Provided information:
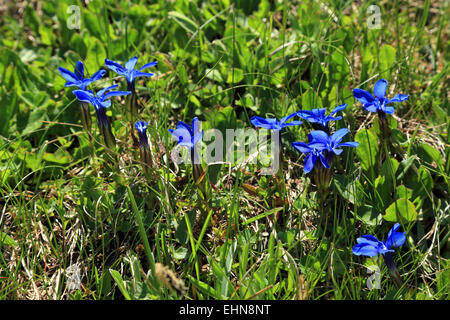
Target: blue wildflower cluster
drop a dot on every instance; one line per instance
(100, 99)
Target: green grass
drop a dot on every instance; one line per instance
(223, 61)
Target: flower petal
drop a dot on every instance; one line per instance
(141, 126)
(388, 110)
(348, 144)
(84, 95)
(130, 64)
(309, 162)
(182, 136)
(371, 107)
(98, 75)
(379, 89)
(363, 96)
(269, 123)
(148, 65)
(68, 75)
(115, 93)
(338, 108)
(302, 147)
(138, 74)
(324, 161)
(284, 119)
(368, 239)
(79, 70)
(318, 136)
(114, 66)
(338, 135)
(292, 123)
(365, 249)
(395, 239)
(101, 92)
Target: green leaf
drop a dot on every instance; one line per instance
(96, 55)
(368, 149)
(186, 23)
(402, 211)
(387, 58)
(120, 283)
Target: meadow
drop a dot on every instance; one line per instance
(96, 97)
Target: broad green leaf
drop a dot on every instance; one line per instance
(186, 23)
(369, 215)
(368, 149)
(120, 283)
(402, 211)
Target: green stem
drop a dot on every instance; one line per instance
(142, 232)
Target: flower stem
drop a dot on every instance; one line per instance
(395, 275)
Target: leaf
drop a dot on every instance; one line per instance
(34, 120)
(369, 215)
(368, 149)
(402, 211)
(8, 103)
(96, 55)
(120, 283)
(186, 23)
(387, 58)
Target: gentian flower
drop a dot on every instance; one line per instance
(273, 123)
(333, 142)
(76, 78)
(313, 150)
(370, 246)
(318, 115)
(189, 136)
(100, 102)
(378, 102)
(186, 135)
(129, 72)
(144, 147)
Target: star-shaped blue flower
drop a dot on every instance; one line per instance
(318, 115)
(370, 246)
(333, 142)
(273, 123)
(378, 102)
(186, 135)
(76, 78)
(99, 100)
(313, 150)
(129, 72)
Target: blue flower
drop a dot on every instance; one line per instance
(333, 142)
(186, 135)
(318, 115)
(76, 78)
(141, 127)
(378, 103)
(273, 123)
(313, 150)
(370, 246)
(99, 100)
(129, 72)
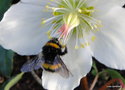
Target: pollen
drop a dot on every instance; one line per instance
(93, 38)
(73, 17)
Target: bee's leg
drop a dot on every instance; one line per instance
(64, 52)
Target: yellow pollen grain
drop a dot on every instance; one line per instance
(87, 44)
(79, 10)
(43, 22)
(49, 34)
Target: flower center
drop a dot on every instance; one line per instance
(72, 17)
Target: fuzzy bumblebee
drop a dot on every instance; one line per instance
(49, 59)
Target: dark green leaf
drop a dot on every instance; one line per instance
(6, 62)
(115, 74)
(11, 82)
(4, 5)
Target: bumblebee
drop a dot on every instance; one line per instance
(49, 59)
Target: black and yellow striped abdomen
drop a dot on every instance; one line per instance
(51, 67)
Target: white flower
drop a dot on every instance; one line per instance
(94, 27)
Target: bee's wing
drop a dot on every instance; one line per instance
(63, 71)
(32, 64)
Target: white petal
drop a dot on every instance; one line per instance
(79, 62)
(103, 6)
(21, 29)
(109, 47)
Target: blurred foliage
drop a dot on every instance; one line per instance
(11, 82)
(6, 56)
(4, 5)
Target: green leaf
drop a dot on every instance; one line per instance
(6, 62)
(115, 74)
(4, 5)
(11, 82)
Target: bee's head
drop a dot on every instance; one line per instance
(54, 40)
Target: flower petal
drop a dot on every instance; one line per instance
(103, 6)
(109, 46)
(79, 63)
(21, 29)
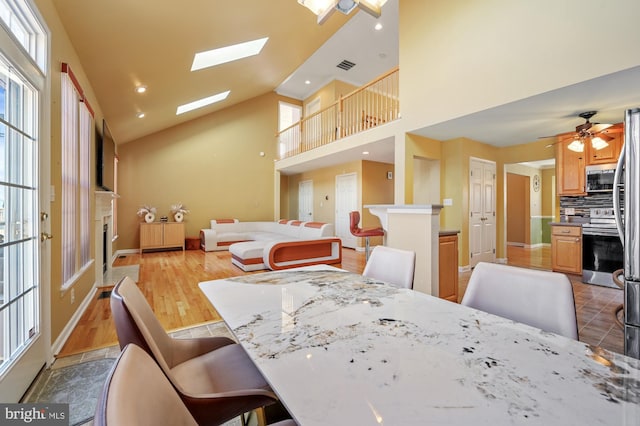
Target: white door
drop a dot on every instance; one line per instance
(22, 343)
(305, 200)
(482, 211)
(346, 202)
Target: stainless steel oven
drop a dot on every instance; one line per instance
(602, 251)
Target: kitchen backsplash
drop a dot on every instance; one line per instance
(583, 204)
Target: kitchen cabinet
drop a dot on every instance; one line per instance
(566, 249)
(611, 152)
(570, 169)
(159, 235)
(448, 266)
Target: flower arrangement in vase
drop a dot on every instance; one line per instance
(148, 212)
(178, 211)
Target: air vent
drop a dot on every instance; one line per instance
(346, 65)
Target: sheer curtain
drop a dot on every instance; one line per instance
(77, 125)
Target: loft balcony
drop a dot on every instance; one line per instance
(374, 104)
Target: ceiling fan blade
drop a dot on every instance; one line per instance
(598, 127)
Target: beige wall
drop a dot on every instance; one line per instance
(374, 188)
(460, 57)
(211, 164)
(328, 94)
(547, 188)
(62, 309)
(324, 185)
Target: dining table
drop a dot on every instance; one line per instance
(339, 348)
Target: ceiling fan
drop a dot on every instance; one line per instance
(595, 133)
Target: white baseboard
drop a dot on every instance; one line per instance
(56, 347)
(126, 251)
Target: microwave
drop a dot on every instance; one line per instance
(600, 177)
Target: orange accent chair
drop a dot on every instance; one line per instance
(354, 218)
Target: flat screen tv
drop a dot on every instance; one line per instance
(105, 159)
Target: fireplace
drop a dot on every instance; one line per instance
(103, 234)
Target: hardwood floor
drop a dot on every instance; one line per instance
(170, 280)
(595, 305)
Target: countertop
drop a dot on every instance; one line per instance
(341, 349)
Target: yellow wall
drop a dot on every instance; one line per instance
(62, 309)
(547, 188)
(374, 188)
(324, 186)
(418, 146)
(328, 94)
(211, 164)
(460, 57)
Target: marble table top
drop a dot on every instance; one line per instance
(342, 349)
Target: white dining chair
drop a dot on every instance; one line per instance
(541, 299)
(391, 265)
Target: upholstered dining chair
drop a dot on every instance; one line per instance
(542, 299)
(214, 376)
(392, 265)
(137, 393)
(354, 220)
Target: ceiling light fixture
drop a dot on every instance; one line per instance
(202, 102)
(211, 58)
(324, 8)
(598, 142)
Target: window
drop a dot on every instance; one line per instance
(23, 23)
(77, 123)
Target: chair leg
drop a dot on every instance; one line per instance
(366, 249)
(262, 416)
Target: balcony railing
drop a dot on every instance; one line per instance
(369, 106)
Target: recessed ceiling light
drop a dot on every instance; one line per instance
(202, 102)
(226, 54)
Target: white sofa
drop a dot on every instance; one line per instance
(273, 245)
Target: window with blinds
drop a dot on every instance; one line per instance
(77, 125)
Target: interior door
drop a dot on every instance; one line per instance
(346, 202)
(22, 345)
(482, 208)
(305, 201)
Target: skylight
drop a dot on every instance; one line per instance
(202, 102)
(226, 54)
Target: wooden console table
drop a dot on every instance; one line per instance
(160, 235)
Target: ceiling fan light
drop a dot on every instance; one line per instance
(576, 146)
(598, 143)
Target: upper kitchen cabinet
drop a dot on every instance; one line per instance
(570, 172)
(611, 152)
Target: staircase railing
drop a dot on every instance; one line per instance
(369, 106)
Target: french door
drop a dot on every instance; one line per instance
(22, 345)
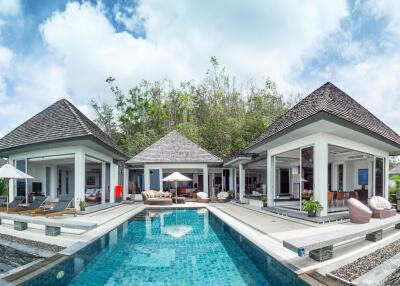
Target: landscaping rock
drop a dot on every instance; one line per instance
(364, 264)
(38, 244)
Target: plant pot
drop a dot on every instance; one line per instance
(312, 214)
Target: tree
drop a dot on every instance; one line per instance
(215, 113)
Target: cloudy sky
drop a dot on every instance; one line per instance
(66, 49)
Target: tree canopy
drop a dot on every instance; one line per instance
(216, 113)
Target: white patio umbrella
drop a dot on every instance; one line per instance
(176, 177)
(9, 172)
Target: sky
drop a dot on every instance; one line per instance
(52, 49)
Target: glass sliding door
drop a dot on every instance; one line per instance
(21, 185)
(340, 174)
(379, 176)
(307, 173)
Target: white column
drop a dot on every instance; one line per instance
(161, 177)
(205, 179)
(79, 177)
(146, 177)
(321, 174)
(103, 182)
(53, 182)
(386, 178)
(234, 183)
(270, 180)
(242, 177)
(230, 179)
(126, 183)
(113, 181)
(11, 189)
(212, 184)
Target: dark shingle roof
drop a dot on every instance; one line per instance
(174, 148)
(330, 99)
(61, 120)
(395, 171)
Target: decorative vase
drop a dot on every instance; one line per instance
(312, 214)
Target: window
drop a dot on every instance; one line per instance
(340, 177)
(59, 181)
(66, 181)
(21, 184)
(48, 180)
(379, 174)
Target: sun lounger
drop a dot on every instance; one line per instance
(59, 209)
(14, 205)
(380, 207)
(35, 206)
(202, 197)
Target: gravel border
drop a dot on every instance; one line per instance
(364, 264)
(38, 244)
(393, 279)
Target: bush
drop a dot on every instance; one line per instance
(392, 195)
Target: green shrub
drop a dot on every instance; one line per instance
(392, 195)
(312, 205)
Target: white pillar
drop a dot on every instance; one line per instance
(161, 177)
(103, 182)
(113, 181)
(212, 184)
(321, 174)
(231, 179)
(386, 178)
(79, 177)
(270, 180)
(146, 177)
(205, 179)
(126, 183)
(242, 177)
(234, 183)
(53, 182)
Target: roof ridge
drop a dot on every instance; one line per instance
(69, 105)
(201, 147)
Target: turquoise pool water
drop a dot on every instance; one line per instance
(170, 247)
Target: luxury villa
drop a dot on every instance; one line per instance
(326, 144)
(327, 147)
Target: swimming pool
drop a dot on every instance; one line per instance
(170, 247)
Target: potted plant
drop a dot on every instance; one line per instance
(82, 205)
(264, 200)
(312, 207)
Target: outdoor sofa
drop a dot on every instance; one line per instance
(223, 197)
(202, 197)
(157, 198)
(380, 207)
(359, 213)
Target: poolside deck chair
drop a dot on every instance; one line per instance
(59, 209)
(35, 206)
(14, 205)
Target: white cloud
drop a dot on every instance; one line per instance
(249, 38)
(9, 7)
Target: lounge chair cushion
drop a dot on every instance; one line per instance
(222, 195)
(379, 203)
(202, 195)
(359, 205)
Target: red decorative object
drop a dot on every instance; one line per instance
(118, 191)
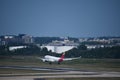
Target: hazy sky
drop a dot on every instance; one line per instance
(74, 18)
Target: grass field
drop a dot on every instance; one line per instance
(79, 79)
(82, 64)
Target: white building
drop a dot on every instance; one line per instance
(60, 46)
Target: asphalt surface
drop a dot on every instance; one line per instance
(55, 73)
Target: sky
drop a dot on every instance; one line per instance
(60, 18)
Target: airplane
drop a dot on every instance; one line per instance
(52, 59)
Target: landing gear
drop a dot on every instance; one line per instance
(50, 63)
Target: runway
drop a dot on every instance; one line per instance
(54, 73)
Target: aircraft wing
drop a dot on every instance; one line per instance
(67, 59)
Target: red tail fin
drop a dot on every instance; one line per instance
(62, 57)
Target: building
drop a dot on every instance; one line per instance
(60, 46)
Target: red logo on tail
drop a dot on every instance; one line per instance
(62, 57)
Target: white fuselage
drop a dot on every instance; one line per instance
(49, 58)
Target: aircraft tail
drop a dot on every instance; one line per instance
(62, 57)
--
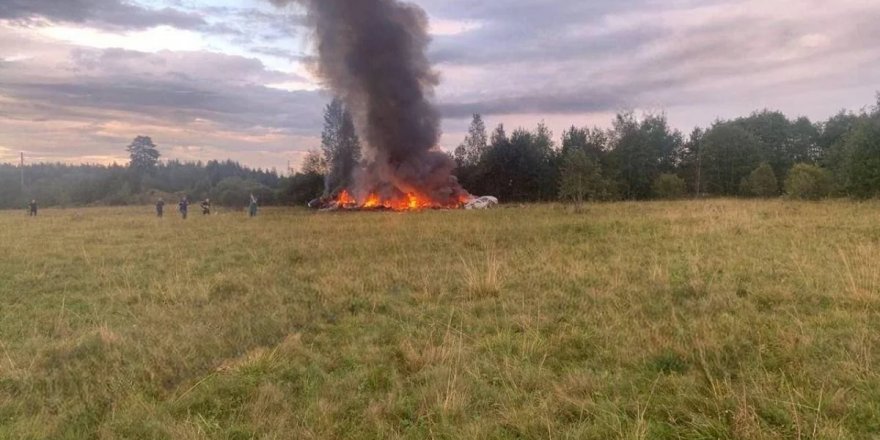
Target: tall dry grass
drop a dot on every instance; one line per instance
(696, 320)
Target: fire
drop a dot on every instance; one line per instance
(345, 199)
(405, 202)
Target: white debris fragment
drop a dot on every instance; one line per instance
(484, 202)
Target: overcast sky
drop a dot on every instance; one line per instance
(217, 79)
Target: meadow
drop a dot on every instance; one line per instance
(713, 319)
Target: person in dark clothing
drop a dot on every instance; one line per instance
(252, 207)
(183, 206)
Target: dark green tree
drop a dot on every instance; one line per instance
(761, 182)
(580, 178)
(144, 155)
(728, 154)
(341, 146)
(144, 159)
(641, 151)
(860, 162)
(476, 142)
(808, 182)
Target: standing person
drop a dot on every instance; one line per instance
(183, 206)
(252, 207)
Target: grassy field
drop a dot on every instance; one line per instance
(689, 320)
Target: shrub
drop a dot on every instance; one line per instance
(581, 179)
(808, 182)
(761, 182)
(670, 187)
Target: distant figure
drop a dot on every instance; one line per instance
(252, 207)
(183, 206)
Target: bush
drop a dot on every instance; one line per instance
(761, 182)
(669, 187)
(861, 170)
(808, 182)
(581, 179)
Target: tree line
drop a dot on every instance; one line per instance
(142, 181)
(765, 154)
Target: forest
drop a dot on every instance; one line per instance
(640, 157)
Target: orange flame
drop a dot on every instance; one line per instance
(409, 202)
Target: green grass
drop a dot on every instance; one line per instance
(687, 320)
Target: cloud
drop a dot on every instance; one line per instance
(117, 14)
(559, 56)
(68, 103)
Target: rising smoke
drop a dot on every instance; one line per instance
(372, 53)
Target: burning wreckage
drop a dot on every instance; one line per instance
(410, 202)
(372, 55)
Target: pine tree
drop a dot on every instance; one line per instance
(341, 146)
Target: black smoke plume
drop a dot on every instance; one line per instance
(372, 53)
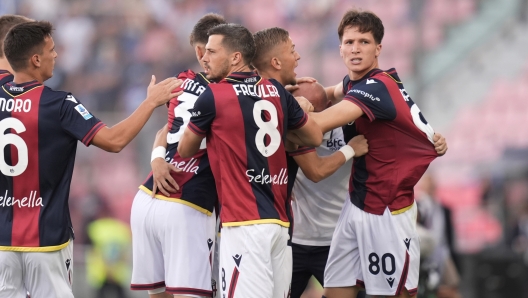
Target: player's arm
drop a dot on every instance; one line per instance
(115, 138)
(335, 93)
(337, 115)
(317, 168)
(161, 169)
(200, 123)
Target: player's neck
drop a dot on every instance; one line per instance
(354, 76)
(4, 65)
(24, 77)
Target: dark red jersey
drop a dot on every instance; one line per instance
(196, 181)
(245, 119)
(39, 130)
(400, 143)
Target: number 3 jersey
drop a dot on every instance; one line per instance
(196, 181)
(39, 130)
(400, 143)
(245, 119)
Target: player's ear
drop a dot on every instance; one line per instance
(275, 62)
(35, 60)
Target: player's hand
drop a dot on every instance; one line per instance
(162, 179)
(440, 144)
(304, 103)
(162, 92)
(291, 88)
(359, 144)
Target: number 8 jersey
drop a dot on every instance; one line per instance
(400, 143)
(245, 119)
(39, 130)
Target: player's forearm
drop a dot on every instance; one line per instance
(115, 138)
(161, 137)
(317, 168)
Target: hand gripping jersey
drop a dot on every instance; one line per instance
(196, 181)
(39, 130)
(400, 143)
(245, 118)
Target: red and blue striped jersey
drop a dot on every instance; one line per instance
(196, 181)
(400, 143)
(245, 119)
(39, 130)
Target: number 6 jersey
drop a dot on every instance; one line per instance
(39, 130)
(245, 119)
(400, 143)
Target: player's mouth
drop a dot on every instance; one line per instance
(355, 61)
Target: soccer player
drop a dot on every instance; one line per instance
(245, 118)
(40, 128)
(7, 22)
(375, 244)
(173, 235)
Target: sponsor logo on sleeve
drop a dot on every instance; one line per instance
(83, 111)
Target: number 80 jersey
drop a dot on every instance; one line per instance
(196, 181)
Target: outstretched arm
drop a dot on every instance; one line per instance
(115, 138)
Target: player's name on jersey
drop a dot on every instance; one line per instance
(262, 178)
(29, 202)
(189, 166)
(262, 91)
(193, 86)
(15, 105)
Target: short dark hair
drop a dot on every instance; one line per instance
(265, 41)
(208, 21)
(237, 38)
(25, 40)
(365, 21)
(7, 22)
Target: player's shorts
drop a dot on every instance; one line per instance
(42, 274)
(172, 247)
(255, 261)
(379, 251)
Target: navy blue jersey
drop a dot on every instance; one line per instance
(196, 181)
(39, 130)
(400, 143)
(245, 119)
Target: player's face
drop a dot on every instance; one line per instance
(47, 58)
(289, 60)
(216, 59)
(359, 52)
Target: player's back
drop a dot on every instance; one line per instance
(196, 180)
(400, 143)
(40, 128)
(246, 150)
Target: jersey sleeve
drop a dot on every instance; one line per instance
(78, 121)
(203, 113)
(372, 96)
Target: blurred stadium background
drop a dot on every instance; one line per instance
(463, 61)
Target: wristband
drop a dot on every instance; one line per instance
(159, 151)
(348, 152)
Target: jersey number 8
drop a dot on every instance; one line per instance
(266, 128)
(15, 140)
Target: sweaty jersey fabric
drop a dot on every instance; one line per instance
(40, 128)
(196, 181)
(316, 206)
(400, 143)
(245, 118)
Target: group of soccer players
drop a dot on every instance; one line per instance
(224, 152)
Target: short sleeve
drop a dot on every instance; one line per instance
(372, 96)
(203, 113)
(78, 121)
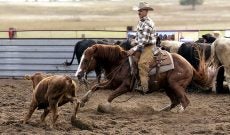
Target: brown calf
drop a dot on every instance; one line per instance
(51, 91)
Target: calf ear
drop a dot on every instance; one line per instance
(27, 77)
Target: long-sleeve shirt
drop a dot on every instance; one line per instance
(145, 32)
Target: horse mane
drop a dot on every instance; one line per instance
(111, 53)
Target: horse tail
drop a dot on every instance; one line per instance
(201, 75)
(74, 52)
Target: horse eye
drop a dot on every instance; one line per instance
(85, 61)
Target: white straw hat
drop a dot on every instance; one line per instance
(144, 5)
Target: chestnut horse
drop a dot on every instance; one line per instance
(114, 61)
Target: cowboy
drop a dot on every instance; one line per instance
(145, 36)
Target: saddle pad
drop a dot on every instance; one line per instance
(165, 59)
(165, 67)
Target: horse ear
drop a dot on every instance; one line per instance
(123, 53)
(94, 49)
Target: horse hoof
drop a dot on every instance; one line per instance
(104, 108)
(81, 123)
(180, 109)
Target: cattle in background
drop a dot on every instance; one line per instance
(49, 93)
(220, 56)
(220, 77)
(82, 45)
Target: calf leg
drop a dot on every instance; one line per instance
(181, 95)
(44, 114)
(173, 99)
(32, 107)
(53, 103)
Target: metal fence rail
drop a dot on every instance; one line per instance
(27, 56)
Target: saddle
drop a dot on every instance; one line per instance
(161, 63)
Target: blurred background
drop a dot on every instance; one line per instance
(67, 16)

Your task: Copy out every line from the data above in which the word "roof" occurs.

Response below:
Target: dark shingle roof
Target: roof ridge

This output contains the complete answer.